* **Written problem**:
Count the lines in the material below that contain the string "crowd", treating uppercase and lowercase letters as distinct. Reply with the number alone.

* **Source data**:
· · · · · · ·

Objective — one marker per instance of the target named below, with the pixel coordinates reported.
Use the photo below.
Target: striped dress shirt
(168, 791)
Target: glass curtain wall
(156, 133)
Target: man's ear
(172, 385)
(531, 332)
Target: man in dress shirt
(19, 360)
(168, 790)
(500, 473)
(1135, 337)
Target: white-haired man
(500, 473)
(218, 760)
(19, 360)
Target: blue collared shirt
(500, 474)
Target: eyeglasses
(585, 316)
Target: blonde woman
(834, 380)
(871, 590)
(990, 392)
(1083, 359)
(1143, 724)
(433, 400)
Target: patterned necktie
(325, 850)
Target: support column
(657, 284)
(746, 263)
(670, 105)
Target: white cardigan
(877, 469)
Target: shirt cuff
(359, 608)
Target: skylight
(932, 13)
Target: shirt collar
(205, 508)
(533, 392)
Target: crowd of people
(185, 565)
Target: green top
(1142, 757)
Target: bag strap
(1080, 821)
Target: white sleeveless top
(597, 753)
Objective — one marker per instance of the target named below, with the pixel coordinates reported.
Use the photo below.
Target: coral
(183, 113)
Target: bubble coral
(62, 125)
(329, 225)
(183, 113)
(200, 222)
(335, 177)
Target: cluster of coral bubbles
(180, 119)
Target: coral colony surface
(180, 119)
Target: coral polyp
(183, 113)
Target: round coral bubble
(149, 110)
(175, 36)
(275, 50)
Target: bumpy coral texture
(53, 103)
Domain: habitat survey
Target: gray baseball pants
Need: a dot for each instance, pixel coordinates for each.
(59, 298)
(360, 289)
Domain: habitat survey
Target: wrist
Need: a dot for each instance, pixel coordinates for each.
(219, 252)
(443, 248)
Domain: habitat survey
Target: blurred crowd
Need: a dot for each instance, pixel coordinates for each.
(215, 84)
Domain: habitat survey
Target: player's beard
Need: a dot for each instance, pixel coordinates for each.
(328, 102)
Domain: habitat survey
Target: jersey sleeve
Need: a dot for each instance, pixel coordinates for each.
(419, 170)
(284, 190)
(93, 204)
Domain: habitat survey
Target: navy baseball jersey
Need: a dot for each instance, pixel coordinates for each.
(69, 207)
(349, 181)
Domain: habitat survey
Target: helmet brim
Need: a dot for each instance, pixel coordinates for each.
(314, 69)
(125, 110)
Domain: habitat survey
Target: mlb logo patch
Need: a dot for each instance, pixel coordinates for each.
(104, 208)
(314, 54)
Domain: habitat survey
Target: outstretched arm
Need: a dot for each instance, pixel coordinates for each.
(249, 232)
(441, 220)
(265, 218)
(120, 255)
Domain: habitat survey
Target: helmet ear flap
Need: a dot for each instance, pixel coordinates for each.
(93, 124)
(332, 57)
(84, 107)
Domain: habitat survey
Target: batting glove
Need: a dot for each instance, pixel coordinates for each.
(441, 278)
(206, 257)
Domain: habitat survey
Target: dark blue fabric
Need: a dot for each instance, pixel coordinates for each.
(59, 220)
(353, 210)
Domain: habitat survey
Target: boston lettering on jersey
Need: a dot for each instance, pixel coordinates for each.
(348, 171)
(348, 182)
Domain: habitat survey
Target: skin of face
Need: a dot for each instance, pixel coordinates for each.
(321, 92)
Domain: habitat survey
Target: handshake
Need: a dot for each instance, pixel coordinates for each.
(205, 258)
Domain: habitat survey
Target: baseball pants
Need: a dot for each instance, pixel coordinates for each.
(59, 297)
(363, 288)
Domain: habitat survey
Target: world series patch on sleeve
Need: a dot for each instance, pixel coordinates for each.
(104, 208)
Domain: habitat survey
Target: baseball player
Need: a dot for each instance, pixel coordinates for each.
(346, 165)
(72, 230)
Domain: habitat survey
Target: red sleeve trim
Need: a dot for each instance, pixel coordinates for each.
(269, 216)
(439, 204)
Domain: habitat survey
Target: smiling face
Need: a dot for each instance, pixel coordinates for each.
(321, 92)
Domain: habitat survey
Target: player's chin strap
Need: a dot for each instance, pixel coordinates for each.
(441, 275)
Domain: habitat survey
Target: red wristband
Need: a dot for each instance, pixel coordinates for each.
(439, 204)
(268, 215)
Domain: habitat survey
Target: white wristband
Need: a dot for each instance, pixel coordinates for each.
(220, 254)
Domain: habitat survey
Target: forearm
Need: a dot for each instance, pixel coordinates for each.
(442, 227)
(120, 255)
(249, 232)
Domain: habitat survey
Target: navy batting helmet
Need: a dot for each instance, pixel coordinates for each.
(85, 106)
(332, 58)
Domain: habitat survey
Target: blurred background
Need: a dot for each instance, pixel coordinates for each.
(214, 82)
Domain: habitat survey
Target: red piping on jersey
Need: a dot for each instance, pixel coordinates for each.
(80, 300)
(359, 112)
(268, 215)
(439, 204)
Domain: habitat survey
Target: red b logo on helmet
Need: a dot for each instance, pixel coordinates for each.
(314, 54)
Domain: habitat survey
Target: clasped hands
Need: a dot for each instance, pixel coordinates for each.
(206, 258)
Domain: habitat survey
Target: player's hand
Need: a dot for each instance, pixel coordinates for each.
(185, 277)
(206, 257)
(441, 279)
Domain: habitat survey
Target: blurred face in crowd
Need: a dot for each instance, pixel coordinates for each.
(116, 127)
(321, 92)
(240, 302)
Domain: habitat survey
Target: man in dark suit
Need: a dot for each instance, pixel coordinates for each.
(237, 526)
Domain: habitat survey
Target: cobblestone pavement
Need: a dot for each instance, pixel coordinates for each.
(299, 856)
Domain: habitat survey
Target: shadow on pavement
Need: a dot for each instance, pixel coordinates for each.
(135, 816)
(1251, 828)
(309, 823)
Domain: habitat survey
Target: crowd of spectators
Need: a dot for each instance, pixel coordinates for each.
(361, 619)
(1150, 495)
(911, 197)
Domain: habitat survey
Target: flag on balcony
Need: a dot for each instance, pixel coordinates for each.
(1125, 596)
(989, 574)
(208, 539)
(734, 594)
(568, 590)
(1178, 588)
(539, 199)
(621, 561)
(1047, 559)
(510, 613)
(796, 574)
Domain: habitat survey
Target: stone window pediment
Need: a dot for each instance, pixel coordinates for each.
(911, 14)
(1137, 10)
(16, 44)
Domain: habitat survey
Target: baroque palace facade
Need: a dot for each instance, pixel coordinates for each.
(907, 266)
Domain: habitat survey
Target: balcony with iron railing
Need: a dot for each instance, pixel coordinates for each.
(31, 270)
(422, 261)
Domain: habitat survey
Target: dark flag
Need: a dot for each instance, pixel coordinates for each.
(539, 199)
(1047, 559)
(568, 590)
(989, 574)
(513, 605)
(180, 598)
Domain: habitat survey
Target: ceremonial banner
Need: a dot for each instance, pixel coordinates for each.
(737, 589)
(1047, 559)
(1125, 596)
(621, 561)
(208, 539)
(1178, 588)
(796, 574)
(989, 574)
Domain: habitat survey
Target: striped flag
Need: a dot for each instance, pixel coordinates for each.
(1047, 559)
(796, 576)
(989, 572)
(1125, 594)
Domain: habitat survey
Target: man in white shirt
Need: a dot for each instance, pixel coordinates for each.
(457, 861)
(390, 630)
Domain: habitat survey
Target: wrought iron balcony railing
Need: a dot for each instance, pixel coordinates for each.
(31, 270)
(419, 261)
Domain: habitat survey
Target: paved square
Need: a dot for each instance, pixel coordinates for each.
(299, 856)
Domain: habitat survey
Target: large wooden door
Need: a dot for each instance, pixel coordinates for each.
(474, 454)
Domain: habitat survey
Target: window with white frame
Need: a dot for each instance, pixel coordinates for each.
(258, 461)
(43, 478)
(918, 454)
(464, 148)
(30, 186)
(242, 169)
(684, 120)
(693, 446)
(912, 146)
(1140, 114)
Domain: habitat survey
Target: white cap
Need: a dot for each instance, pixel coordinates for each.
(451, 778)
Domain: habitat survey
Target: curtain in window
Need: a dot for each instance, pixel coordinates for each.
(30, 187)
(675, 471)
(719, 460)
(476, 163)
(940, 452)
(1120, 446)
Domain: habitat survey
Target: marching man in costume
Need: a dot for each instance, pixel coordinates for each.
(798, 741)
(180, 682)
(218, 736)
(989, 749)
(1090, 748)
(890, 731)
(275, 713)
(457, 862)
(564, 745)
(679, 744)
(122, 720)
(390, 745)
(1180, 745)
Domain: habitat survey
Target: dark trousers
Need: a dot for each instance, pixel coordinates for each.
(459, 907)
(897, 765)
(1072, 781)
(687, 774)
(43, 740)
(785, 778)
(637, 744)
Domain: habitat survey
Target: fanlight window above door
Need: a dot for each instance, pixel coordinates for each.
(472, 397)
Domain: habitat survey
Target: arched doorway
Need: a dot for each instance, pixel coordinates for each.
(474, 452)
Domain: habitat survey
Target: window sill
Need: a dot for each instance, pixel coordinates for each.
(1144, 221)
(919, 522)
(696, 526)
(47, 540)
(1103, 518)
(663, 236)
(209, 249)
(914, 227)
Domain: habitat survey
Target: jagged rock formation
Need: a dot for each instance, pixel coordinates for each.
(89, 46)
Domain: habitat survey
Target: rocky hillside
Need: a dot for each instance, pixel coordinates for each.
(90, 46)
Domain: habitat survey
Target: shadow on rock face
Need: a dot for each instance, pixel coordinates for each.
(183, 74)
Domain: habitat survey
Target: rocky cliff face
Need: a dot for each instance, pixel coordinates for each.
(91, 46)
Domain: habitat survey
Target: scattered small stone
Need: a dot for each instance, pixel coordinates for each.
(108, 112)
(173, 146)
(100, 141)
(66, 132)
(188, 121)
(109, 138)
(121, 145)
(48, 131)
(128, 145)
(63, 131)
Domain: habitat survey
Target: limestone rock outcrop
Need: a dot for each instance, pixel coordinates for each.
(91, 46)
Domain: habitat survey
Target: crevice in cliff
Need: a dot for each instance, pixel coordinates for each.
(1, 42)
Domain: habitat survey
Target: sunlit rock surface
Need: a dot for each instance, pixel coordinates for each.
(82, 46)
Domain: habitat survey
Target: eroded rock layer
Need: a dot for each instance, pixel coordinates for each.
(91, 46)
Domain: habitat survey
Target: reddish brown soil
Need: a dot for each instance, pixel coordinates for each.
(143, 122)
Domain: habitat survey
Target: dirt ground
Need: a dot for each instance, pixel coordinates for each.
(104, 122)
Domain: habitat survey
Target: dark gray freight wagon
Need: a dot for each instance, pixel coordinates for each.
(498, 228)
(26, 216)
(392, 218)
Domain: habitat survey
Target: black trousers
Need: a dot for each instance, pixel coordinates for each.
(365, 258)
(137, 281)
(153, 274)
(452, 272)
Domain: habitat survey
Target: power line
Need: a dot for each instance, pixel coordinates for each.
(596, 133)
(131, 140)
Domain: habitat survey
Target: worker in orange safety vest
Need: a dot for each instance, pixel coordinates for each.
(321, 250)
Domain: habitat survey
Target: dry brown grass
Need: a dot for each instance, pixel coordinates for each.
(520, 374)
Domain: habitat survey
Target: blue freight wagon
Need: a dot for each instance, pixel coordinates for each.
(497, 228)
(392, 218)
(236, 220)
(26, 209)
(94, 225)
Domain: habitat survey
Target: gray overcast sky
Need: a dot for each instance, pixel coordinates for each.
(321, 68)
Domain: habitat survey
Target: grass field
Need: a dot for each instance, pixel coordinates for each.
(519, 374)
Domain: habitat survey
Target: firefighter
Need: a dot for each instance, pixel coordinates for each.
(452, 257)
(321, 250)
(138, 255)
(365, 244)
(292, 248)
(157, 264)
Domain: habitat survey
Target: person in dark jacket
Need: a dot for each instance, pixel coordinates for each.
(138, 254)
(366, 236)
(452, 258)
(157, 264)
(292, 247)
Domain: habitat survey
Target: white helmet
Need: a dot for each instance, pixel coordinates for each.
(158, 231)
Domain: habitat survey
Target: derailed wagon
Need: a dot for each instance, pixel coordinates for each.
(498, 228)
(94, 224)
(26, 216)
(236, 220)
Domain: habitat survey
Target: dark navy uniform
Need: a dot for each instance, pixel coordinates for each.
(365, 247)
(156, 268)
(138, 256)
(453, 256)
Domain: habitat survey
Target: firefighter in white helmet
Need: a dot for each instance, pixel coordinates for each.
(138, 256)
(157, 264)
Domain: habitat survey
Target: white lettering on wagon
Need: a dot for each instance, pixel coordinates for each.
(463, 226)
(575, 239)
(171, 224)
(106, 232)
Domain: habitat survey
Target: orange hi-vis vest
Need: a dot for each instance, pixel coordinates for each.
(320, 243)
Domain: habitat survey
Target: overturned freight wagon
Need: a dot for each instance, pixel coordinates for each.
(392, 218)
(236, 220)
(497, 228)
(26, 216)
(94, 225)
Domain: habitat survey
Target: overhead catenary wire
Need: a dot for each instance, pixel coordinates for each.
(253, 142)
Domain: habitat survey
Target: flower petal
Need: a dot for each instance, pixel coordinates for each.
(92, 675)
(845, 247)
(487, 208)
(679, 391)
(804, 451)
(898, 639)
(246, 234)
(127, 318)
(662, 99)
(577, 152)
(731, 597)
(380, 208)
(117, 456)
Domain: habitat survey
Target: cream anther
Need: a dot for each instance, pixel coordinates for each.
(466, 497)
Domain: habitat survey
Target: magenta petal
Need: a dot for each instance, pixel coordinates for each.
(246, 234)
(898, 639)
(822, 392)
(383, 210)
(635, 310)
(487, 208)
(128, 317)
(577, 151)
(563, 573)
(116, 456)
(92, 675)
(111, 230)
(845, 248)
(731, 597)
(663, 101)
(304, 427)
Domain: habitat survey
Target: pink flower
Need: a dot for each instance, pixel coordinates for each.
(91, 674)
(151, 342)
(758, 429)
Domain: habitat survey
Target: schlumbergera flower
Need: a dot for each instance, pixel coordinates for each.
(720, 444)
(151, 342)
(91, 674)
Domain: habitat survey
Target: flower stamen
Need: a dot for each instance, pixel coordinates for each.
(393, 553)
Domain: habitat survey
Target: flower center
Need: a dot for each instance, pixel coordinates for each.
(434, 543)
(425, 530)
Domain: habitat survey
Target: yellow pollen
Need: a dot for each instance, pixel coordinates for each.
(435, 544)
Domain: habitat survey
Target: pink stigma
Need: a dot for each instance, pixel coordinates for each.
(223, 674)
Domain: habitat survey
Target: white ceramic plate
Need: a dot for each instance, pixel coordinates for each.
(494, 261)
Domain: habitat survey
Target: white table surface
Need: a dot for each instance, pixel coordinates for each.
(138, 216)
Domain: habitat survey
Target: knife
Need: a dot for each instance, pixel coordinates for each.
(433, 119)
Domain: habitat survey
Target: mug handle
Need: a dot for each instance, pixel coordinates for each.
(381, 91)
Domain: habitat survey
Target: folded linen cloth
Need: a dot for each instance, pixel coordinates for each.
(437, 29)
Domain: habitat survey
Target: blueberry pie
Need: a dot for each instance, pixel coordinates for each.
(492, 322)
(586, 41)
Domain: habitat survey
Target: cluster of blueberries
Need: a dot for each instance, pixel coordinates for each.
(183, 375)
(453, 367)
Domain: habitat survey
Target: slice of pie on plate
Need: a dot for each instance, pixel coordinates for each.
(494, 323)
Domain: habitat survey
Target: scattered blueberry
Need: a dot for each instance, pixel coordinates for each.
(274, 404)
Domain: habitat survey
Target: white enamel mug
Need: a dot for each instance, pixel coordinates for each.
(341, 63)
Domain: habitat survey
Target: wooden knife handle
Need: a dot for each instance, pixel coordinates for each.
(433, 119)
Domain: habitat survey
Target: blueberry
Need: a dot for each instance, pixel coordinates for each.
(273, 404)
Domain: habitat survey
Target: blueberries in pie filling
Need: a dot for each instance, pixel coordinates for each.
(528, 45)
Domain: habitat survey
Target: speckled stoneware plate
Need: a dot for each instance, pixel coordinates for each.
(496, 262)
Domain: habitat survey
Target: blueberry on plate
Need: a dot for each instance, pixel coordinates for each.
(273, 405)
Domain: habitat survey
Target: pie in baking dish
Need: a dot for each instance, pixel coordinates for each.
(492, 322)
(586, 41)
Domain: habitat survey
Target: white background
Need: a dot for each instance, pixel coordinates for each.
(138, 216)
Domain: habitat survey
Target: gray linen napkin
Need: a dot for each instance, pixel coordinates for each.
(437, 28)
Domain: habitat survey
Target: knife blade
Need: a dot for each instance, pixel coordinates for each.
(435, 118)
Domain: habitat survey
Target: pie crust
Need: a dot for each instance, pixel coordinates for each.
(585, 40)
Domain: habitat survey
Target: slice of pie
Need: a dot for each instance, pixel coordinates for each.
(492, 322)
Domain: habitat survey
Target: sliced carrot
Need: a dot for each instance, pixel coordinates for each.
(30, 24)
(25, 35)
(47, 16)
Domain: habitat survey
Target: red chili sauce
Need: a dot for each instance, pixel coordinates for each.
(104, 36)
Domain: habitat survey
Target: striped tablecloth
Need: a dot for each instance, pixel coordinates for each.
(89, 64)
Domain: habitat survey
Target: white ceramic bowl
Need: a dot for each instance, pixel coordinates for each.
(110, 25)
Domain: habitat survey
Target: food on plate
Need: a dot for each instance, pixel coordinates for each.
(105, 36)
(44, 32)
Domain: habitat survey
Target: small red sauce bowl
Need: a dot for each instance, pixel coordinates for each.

· · · · · · ·

* **Output**:
4